(Records excerpted from a collection)
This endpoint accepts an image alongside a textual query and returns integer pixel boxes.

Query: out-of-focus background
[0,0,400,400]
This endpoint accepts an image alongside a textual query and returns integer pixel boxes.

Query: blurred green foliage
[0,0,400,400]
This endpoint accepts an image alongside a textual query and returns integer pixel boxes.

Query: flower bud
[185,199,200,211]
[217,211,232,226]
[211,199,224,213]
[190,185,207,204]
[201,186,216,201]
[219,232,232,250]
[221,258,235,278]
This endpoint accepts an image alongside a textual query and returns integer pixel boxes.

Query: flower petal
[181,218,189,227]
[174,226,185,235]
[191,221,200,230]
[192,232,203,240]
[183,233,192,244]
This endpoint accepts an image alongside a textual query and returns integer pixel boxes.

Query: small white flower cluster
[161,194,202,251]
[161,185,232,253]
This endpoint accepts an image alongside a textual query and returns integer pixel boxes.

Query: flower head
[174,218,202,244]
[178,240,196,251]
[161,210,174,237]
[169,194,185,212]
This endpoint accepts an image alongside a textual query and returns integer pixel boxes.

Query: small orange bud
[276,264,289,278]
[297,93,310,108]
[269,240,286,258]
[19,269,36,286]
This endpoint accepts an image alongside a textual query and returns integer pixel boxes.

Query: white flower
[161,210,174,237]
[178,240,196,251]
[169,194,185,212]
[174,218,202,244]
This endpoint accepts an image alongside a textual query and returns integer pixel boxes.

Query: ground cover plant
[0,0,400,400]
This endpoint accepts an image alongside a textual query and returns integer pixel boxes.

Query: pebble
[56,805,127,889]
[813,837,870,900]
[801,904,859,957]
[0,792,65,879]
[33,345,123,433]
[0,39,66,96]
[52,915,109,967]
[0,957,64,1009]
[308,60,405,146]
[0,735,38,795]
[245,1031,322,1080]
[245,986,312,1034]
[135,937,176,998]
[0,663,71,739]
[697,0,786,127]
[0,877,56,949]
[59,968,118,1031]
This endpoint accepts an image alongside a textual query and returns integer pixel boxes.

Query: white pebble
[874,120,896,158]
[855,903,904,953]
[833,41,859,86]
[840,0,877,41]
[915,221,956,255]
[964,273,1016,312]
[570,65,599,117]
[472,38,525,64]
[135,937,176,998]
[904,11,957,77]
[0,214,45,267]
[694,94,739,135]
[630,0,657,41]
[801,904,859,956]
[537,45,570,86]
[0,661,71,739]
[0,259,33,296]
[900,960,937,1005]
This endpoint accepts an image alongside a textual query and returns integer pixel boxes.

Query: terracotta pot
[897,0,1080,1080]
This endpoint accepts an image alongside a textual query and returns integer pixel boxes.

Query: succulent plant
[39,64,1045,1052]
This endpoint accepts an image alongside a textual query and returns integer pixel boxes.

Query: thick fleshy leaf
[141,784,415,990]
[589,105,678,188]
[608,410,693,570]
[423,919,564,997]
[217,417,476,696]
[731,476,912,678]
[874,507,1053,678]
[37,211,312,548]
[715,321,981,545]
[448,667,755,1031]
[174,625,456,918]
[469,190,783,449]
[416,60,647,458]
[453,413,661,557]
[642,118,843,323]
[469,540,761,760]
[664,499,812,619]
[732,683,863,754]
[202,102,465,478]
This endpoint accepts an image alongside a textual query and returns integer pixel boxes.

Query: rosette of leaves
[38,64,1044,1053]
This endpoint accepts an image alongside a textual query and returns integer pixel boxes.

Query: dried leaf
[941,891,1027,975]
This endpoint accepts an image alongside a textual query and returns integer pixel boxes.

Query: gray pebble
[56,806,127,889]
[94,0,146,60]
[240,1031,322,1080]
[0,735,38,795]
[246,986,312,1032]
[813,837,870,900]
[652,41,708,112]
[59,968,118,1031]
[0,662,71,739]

Directive: Report each line of the records above that contains the word "pebble". Matching is case-sensitive.

Answer to the exercise:
Query: pebble
Query: white pebble
Query: gray pebble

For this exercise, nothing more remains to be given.